- WHAT YOU HAVE TO DO
From the listing below, copy only the lines running from the line that contains "The <instance> blocks" to the line that contains "positive clicks: (1190, 653)", both included.

Segment Open

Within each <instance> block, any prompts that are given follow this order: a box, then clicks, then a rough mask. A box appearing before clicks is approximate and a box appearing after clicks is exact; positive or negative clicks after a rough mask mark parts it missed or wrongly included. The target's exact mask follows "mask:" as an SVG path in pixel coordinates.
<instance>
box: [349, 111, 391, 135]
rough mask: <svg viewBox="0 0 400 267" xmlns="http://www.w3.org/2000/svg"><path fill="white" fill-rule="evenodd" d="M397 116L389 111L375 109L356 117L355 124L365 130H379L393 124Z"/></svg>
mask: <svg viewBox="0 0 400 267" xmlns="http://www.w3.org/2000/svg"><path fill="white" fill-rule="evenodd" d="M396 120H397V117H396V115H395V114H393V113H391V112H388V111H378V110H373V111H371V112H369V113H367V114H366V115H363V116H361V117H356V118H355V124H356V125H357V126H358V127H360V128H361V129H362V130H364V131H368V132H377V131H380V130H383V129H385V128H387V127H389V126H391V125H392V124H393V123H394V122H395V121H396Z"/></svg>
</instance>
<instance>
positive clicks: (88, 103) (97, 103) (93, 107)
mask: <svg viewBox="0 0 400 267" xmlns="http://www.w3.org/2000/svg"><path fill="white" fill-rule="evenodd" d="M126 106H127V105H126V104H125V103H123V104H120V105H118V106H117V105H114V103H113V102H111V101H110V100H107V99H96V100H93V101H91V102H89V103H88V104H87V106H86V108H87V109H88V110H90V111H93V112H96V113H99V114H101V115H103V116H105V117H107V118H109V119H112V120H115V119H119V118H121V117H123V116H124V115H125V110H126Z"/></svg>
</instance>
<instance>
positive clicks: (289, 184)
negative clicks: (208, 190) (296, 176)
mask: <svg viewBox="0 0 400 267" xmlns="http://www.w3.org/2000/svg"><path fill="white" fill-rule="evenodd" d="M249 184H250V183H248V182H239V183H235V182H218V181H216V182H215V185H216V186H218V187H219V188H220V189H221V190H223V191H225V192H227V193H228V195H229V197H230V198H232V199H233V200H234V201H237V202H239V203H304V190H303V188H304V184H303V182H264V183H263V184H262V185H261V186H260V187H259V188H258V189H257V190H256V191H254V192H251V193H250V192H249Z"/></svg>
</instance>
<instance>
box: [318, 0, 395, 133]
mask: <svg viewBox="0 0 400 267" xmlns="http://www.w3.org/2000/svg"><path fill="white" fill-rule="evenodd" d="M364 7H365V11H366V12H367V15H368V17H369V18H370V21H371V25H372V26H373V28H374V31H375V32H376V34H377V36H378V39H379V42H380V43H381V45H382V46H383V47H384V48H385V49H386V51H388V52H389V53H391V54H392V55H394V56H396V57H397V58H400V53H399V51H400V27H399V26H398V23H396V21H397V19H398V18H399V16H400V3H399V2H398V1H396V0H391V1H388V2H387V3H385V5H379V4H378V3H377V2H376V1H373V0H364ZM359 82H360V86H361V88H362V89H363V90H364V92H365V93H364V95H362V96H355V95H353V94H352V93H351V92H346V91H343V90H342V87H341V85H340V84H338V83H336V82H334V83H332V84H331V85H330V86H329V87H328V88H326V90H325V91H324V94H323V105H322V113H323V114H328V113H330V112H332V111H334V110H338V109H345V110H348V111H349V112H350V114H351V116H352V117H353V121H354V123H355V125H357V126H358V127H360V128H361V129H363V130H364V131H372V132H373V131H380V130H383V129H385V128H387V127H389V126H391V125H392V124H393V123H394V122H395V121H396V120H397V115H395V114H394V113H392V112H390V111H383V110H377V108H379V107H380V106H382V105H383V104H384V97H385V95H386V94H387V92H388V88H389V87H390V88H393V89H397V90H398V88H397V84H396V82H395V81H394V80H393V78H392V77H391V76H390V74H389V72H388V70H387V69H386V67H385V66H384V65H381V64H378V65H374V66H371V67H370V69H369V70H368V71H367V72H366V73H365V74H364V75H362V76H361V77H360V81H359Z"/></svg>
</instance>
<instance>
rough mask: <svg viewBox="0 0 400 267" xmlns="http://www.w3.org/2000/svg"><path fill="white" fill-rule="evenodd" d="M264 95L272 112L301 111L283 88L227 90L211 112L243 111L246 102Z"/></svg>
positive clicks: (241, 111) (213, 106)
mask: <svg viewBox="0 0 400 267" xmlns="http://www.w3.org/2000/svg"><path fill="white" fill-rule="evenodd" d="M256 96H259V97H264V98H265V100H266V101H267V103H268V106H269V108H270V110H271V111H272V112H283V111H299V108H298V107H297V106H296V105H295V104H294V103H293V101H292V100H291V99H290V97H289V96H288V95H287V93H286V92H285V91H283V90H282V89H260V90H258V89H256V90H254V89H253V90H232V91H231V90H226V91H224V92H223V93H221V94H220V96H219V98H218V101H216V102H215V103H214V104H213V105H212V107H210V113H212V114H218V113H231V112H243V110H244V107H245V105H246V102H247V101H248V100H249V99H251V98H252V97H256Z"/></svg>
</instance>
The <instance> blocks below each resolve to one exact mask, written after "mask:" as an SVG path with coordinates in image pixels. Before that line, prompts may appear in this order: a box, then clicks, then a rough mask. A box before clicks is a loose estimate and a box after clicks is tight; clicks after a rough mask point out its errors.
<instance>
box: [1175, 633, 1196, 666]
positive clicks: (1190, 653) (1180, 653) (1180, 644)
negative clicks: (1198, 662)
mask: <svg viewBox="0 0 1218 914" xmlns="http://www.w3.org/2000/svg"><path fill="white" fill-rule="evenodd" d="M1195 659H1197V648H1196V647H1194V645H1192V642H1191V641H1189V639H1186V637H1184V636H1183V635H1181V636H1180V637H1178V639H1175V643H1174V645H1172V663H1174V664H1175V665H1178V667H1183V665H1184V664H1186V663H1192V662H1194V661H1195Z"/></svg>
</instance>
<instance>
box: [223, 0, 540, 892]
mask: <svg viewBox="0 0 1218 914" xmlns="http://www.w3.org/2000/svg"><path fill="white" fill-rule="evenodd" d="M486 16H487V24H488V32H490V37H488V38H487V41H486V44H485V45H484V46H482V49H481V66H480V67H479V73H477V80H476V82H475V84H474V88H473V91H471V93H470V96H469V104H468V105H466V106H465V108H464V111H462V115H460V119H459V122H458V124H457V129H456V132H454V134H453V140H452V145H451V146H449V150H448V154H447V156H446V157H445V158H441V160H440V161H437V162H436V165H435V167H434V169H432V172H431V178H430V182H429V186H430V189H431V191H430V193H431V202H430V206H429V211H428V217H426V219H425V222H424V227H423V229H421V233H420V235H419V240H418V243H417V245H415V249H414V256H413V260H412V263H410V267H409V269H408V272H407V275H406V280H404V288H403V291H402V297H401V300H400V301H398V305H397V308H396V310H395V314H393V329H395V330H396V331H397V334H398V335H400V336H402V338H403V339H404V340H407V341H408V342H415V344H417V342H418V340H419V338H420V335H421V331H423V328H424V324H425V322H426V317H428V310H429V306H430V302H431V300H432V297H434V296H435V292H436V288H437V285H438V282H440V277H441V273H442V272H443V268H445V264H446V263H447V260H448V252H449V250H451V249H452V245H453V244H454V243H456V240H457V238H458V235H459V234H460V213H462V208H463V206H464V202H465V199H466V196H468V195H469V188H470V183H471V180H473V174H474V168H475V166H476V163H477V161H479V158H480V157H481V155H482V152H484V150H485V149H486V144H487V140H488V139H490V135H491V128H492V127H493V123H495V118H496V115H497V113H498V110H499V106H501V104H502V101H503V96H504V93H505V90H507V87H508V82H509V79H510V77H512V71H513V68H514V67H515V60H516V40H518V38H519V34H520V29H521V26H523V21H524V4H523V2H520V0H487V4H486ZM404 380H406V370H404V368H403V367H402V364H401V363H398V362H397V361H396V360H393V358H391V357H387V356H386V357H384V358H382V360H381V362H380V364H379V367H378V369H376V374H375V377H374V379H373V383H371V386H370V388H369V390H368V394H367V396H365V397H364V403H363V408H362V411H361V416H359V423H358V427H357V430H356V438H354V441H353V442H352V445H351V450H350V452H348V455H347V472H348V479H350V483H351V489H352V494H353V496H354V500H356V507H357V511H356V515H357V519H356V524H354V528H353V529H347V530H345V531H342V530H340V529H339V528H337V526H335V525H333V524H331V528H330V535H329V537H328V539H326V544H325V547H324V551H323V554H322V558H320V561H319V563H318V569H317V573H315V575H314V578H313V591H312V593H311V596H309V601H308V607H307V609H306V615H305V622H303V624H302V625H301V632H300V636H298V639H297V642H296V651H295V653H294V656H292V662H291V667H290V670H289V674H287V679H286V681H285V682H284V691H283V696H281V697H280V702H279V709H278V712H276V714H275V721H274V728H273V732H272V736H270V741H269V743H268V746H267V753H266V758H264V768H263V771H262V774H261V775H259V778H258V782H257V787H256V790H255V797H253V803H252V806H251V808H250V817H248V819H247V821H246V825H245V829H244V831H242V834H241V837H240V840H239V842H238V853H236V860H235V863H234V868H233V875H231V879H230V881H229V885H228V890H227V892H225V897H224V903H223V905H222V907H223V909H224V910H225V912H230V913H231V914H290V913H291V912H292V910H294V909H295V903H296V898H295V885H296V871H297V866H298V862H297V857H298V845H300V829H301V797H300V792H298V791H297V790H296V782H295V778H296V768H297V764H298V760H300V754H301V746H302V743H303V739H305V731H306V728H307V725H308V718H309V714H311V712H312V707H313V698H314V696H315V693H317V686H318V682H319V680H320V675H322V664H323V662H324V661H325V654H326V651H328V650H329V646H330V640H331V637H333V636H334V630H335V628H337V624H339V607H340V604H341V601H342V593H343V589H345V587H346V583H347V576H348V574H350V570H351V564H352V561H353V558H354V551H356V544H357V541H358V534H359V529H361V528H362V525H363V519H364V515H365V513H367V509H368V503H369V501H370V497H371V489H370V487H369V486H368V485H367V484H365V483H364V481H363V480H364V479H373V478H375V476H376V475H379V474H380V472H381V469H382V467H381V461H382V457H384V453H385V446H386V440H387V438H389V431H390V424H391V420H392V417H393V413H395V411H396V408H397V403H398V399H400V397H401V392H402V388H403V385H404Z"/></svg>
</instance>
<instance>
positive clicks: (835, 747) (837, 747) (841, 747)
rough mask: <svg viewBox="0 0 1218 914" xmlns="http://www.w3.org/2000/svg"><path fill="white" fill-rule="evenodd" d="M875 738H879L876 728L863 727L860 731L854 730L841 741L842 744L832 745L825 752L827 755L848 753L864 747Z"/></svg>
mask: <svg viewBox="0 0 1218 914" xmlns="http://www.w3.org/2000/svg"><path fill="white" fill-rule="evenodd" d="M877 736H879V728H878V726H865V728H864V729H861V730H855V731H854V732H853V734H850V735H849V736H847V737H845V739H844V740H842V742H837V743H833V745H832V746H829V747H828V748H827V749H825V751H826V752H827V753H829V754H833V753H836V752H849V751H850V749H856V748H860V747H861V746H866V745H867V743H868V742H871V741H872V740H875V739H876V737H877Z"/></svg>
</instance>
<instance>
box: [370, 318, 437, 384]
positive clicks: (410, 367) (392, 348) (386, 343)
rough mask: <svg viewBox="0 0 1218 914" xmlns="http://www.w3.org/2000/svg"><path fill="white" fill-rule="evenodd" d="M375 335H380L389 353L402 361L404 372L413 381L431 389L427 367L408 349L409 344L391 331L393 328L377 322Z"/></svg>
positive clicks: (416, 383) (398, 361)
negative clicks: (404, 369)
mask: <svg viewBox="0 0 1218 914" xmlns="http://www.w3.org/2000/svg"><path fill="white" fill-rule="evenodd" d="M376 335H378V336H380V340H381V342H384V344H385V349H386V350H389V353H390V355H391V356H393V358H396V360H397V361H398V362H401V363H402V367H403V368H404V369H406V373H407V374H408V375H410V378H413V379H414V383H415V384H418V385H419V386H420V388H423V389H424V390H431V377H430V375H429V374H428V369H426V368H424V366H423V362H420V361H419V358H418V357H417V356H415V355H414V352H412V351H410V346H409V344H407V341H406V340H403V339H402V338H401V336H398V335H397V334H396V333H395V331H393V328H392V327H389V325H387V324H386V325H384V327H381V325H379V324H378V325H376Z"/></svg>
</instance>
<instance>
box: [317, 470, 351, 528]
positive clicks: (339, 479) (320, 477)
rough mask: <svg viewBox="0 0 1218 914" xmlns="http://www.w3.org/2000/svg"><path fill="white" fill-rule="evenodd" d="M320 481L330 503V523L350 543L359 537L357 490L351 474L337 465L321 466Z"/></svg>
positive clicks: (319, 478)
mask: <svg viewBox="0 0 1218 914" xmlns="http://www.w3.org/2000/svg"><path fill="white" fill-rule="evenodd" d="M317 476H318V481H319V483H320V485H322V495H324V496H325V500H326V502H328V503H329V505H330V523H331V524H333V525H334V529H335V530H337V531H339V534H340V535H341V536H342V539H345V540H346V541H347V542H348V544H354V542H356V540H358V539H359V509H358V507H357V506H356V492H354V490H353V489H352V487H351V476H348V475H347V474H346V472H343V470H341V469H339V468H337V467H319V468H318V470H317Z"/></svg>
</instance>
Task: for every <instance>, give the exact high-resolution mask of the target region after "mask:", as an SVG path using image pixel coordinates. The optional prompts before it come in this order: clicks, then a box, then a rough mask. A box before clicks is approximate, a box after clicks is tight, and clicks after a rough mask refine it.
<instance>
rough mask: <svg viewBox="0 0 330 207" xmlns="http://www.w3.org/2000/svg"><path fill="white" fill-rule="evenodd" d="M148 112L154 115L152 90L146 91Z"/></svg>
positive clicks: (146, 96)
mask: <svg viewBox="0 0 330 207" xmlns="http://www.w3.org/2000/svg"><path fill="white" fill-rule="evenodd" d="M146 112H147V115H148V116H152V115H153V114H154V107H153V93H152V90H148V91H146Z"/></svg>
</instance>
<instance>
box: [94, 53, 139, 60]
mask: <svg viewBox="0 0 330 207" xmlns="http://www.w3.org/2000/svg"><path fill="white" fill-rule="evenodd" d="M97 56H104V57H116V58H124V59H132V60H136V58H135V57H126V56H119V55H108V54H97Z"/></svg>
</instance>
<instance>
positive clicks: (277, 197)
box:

Segment Closed

- RESULT OF THIS TASK
The <instance> blocks below each resolve to one exact mask, written after "mask:" as an SVG path with coordinates in image pixels. Before that line, prompts may appear in this order: a box, then clicks, then a rough mask. A box before clicks is a loose estimate and a box after clicks is tight; clicks after a rough mask point out its errors.
<instance>
box: [1175, 633, 1196, 666]
positive clicks: (1190, 653) (1180, 653) (1180, 644)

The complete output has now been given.